- _TASK OBJECTIVE_
Your reply should consist solely of the lines from the one containing "FLASHCARD FRONT: Where is the utility" through the end of the data, restated word for word.

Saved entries
%%
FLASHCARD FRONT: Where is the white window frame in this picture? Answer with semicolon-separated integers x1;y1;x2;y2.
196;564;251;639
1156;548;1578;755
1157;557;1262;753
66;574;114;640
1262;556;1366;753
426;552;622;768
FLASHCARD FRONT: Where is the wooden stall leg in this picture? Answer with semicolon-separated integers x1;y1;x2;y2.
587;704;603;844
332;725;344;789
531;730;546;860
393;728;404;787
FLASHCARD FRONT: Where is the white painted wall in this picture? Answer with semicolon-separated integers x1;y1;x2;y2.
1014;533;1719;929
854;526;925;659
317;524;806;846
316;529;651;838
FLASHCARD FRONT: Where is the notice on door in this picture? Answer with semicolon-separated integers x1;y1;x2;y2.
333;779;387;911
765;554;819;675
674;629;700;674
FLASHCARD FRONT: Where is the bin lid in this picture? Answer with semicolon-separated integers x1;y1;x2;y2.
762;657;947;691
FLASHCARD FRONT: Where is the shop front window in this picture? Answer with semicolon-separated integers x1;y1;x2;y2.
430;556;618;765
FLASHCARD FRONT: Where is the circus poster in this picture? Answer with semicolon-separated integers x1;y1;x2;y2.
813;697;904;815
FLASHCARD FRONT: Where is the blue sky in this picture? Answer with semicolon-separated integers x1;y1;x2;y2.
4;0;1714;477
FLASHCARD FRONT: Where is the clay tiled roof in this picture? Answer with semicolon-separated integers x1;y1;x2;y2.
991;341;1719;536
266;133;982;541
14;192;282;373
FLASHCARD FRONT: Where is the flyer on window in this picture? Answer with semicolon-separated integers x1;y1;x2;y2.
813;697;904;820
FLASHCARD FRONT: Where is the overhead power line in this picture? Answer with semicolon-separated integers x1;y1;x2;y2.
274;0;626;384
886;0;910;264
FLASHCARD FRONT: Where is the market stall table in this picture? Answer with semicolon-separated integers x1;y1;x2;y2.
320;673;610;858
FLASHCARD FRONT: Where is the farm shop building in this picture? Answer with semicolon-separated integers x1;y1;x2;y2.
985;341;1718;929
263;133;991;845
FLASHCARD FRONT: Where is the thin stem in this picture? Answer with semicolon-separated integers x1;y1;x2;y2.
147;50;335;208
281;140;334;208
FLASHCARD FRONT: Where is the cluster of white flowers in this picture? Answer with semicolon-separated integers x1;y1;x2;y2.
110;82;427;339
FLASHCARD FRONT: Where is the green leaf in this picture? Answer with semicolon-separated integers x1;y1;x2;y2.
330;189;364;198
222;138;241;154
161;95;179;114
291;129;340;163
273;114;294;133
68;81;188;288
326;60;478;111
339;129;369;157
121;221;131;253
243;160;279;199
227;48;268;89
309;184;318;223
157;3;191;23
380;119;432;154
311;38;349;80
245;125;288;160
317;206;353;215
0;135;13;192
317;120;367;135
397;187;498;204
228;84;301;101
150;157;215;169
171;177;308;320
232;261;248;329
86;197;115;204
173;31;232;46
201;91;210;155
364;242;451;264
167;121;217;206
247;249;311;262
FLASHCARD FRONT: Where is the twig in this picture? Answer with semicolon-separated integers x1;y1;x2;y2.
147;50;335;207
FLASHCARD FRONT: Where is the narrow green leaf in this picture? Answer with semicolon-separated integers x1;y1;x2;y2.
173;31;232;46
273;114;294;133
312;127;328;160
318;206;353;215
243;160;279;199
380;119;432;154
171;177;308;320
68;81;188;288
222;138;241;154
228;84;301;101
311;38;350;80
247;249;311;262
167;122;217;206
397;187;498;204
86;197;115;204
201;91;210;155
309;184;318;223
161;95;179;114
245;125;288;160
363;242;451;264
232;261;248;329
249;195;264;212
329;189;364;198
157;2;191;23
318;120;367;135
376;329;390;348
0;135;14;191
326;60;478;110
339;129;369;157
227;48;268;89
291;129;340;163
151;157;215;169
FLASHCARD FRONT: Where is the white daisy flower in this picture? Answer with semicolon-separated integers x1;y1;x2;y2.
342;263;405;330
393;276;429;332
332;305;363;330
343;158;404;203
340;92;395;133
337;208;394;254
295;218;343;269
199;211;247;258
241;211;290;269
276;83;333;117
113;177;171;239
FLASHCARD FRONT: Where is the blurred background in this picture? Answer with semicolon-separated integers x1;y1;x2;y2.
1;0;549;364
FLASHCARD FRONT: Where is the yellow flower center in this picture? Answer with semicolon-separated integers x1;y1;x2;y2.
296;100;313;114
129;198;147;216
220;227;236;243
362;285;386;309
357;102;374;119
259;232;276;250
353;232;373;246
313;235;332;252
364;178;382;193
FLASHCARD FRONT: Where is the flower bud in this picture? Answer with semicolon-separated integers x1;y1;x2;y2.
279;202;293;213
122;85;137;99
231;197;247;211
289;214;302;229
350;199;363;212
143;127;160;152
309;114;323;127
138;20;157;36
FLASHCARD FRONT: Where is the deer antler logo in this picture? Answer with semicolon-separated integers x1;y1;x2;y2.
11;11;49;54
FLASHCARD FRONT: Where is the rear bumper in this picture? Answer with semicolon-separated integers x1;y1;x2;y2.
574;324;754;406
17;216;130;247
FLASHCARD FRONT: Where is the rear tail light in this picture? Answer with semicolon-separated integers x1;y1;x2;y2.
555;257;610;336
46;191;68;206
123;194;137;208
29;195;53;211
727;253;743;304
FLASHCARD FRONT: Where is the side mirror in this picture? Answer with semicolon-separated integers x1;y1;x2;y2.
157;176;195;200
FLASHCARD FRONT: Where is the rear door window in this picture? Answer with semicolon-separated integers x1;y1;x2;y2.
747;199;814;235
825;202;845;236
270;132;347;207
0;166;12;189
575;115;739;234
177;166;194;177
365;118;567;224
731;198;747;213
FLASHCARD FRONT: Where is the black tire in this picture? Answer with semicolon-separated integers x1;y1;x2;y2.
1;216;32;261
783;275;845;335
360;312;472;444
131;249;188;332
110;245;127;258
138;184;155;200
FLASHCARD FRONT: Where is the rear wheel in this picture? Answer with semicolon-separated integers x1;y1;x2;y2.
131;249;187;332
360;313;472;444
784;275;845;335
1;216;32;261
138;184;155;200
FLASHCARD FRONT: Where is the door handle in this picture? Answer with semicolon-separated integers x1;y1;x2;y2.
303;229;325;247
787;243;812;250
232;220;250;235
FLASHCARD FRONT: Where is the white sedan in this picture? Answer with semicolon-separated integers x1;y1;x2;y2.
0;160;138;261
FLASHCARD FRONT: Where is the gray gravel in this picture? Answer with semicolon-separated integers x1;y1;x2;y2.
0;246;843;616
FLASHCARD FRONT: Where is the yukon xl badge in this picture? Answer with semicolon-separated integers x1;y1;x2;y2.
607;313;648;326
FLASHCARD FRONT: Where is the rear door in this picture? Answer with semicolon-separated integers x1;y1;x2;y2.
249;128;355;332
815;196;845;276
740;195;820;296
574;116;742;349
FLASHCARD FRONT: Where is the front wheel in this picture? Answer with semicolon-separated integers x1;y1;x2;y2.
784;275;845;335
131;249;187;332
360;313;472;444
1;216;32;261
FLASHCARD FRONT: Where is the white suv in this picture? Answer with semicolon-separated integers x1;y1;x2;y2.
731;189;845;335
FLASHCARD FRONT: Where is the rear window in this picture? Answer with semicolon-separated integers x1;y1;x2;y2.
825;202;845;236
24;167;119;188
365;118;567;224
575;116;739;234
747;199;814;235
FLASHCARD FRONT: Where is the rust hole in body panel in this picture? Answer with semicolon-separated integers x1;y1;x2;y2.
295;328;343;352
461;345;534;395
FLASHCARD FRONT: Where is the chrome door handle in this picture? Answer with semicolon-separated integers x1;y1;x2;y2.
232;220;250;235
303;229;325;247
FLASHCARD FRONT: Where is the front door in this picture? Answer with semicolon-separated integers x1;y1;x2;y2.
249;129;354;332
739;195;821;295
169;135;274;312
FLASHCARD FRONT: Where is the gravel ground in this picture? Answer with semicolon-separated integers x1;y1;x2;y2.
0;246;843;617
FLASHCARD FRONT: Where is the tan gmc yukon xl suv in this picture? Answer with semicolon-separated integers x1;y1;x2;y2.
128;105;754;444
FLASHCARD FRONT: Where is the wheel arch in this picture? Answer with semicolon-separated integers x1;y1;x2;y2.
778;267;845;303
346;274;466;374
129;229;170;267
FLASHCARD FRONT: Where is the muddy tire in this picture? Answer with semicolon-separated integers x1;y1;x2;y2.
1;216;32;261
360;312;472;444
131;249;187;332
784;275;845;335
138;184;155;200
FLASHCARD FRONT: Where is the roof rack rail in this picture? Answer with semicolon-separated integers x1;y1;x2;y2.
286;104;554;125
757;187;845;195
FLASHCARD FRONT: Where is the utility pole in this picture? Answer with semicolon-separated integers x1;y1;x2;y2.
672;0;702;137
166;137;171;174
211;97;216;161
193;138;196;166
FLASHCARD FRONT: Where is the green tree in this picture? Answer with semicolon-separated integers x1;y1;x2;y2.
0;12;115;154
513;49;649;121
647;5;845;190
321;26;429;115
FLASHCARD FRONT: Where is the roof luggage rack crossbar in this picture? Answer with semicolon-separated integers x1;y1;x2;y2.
%%
- _RESULT OF THE EXERCISE_
FLASHCARD FRONT: Where is the utility pole in this picture? Answer with semicolon-separated integers x1;y1;x2;y2.
672;0;702;137
166;137;171;174
211;97;216;161
193;138;196;166
FLASHCARD FRONT: Where is the green tree in this picture? Answer with semicolon-separated integers x1;y1;x2;y2.
0;12;115;154
513;49;649;121
647;5;845;190
321;26;429;115
FLASHCARD FRONT: Where is the roof luggage rack crossbar in this picture? Answer with semicolon-separated integers x1;y1;x2;y2.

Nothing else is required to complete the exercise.